═══ LISTING

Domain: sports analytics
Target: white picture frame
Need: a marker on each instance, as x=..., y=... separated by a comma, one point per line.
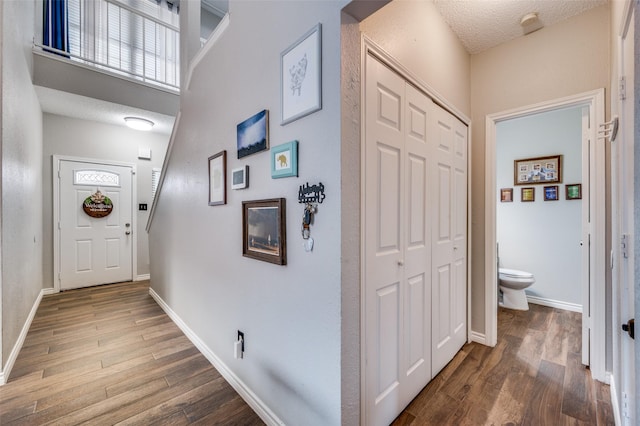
x=240, y=177
x=301, y=76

══════

*WHAT THE EXERCISE ASKS*
Quote the material word for word, dropping any images it holds.

*FULL RESPONSE*
Domain: sports analytics
Target: white picture frame
Need: a marker on each instance, as x=..., y=... separated by a comma, one point per line.
x=240, y=177
x=301, y=76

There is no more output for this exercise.